=== Tasks for this exercise ===
(A) Revise the passage about Wettergreen's design courses, beginning at "Wettergreen co-developed six" and stopping after "and client-based projects.", with "client-based" changed to "client-sponsored".
(B) Summarize the passage about Wettergreen's design courses in two sentences.

Document text section start

Wettergreen co-developed six of the seven engineering design courses in the design curriculum at the OEDK, including the flagship first-year engineering design and Prototyping and Fabrication course. This practical hands-on course increases student proficiency in the development of prototypes using low fidelity prototyping, iterative design, and advanced manufacturing tools. Dr. Wettergreen’s efforts to scaffold prototyping into all of the OEDK’s design courses were recognized with Rice’s Teaching Award for Excellence in Inquiry-Based Learning. In 2017, four faculty members, including Wettergreen, combined the engineering design courses at the OEDK to create the first engineering design minor in the US, credentialing students for a course of study in engineering design, teamwork, prototyping, and client-based projects.

Document text section end
Provided material section start

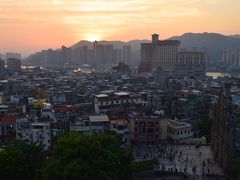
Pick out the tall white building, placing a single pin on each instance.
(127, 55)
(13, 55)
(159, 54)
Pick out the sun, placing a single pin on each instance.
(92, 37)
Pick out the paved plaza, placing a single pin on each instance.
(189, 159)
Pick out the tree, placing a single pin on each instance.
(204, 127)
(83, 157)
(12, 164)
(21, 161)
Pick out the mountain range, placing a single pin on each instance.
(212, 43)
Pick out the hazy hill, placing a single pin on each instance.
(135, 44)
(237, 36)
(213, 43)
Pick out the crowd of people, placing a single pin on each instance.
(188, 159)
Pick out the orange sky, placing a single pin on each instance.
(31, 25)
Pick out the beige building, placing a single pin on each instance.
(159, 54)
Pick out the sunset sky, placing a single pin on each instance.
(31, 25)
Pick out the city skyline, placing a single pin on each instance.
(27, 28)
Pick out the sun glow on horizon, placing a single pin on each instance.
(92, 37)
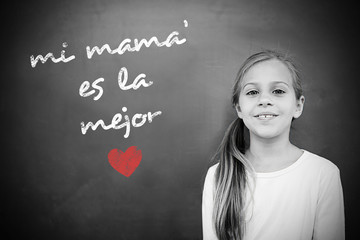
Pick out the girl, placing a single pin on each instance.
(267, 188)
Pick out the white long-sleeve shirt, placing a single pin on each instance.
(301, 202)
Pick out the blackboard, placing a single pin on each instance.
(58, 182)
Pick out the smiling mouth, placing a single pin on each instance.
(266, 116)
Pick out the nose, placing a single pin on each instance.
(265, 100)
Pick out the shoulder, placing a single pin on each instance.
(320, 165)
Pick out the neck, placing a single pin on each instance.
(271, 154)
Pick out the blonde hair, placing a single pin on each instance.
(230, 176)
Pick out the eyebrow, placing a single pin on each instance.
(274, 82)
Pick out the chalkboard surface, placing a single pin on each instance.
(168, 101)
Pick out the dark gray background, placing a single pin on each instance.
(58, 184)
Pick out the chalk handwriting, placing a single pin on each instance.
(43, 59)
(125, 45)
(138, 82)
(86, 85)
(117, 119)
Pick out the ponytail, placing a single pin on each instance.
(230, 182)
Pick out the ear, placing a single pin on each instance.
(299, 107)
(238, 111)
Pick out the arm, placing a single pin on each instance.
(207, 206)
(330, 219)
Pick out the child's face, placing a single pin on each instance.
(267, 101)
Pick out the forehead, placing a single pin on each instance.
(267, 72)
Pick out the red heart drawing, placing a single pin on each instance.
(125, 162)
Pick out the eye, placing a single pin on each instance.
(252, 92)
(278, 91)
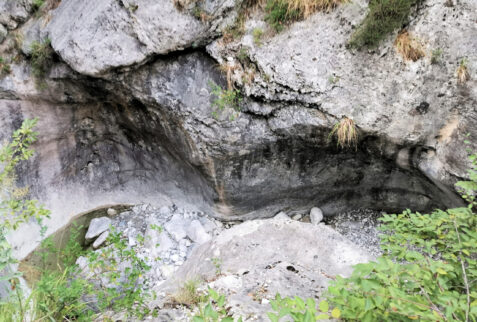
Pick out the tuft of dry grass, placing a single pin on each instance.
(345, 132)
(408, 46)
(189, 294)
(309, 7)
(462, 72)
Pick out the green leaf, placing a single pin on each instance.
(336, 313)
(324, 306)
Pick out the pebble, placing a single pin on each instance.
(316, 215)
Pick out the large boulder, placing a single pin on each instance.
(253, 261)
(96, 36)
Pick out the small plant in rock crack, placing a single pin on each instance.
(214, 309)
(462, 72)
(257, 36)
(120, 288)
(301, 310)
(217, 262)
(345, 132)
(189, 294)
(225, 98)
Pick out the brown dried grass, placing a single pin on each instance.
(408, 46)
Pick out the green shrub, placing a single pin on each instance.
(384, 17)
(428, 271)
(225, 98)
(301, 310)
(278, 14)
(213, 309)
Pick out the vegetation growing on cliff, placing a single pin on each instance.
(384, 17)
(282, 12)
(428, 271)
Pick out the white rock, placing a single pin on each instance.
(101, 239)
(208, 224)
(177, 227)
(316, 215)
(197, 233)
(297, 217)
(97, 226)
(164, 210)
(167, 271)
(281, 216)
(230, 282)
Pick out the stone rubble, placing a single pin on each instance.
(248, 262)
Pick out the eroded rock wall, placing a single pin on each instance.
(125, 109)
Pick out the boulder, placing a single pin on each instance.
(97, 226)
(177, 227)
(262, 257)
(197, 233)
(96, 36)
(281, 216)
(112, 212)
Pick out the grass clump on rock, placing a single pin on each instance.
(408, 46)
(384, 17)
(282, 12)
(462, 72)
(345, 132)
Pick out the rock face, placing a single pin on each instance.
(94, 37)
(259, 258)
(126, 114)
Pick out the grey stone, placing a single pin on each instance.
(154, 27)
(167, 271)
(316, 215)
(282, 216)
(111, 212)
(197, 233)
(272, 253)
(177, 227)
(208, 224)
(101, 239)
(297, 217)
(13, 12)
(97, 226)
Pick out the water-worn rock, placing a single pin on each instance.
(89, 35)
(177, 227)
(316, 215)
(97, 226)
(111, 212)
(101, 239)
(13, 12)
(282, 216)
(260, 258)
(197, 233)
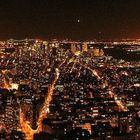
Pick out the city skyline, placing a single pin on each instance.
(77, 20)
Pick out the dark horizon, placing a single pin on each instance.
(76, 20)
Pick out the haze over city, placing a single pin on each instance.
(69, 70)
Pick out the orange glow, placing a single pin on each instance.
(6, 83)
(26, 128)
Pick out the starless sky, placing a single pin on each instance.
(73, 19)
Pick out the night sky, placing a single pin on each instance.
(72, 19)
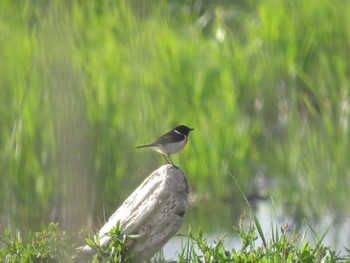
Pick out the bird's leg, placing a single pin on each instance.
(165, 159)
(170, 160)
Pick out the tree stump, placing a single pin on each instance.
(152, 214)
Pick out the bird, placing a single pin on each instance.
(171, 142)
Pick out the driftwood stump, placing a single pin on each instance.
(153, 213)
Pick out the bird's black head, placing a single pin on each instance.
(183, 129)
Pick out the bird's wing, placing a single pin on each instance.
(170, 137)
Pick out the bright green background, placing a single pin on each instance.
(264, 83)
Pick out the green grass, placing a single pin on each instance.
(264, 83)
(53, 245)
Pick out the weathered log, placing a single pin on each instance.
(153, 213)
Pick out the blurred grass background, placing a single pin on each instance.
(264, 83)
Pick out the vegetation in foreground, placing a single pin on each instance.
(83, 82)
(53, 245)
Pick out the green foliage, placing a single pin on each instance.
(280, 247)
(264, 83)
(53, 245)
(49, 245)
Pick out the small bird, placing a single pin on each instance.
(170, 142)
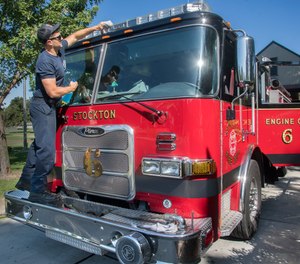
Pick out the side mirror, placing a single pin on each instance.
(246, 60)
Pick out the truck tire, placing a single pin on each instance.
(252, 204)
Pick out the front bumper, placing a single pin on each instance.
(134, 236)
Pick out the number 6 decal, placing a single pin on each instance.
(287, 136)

Provided material section end
Provided material section start

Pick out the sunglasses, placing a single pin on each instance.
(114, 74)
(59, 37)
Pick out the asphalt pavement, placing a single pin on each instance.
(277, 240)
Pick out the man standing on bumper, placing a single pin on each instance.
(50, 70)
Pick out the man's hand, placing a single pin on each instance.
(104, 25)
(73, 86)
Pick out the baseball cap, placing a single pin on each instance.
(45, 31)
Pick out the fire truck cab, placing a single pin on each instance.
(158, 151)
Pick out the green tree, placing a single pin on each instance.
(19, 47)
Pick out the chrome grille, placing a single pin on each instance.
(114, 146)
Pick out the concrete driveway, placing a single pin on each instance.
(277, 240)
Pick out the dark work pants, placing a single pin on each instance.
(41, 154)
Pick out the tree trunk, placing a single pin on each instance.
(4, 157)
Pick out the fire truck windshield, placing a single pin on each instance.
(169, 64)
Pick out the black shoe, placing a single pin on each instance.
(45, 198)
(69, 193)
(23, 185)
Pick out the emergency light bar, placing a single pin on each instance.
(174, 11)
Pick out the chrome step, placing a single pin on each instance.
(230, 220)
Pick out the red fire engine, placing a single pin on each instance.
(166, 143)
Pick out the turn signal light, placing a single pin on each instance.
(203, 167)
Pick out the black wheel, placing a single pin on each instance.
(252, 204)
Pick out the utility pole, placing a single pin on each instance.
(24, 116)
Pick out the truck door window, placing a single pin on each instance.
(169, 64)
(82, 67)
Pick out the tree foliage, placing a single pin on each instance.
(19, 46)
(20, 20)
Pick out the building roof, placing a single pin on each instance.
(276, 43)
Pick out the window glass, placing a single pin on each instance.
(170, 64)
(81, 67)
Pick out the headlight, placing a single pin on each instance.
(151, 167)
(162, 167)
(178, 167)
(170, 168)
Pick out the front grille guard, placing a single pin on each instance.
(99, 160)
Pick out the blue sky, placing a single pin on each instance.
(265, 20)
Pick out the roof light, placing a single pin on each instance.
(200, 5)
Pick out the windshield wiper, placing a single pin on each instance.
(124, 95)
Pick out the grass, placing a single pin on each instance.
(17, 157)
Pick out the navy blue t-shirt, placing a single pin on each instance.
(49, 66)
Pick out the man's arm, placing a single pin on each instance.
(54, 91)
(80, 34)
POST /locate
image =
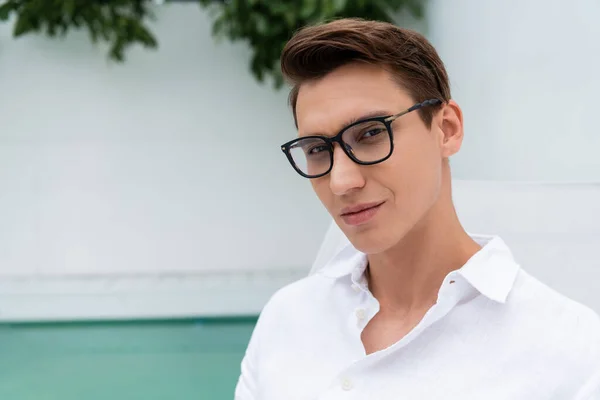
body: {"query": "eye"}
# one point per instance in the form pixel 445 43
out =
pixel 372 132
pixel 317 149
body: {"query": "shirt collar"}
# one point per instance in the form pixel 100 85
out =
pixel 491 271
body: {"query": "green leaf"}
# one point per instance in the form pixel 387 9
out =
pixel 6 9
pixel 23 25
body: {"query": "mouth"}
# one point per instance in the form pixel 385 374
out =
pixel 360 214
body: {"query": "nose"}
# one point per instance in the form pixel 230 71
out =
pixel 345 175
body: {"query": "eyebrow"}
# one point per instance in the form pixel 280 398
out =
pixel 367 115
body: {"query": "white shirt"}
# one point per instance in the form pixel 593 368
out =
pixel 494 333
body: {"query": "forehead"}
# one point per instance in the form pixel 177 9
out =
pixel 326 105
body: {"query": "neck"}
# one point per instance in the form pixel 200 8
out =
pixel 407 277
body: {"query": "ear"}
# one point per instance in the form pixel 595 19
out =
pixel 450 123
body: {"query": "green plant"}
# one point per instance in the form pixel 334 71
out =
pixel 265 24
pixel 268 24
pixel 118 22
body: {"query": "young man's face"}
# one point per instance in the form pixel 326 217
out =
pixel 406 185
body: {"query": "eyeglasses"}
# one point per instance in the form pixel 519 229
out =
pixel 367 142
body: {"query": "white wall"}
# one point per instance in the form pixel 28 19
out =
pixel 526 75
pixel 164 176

Provided material section end

=== Task-by-task solutions ===
(A)
Wettergreen co-developed six of the seven engineering design courses in the design curriculum at the OEDK, including the flagship first-year engineering design and Prototyping and Fabrication course. This practical hands-on course increases student proficiency in the development of prototypes using low fidelity prototyping, iterative design, and advanced manufacturing tools. Dr. Wettergreen’s efforts to scaffold prototyping into all of the OEDK’s design courses were recognized with Rice’s Teaching Award for Excellence in Inquiry-Based Learning. In 2017, four faculty members, including Wettergreen, combined the engineering design courses at the OEDK to create the first engineering design minor in the US, credentialing students for a course of study in engineering design, teamwork, prototyping, and client-sponsored projects.

(B) Wettergreen co-developed six of the seven engineering design courses at the OEDK, including the hands-on first-year Prototyping and Fabrication course, and received Rice's Teaching Award for Excellence in Inquiry-Based Learning for building prototyping into all of the OEDK's design courses. In 2017, Wettergreen and three other faculty members combined these courses to create the first engineering design minor in the US.